### MATERIAL SHOWN
============================================================

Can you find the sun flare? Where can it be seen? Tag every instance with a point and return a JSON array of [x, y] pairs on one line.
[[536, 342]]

============================================================

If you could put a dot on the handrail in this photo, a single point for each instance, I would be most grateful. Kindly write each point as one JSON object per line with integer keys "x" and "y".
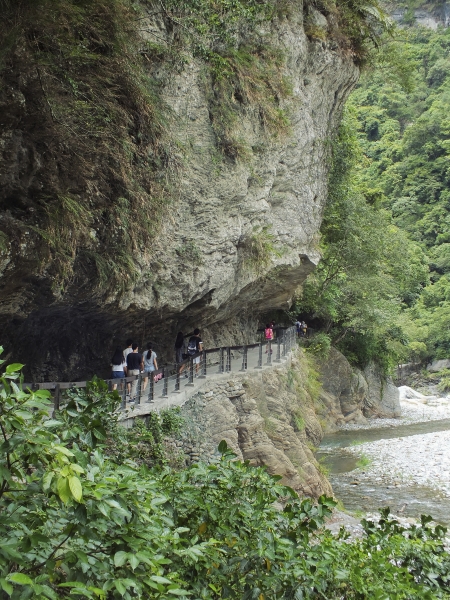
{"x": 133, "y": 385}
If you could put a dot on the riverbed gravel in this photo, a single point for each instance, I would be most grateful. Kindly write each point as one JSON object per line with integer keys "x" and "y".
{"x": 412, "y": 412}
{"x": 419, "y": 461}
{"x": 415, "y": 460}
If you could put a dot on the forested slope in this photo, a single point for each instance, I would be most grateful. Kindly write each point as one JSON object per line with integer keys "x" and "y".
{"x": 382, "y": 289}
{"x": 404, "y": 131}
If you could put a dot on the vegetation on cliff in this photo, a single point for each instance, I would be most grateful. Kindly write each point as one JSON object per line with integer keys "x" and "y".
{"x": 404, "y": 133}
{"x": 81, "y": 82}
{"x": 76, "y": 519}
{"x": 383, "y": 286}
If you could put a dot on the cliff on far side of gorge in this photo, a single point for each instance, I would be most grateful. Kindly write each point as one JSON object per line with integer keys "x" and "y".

============================================================

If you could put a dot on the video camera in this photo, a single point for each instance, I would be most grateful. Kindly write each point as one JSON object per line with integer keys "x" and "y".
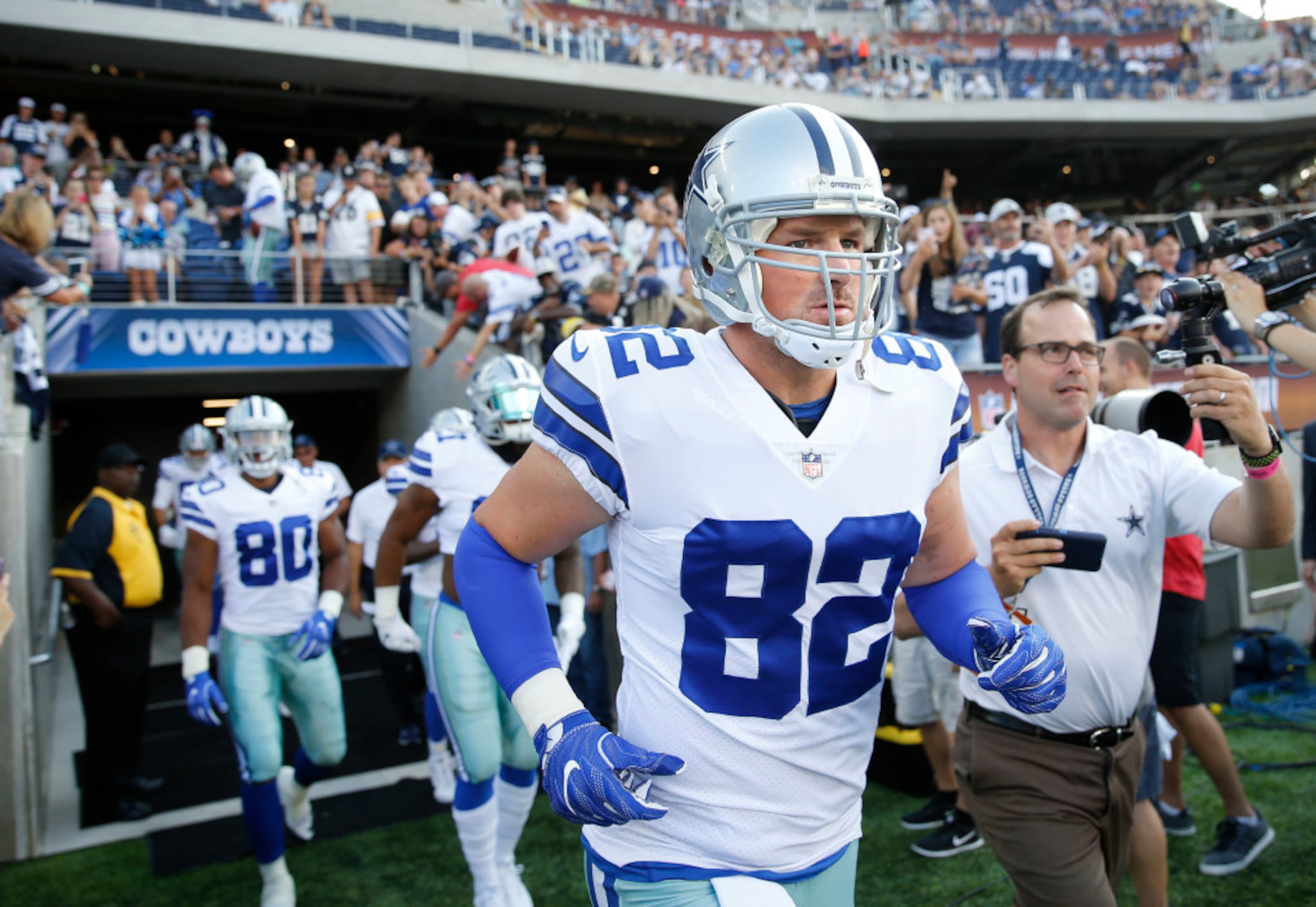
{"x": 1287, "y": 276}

============================================================

### PROBLEM REQUIREMENTS
Can you rewrite the material starting at the line that contains "Can you find" and ending at the line that contains "[[536, 342]]", with "sun flare" swapped for "lens flare" and nothing else altered?

### TASK OUTPUT
Can you find the lens flare? Where can it be seen? Tag every instance with a point and return a JSON array of [x, y] pairs on one line.
[[536, 342]]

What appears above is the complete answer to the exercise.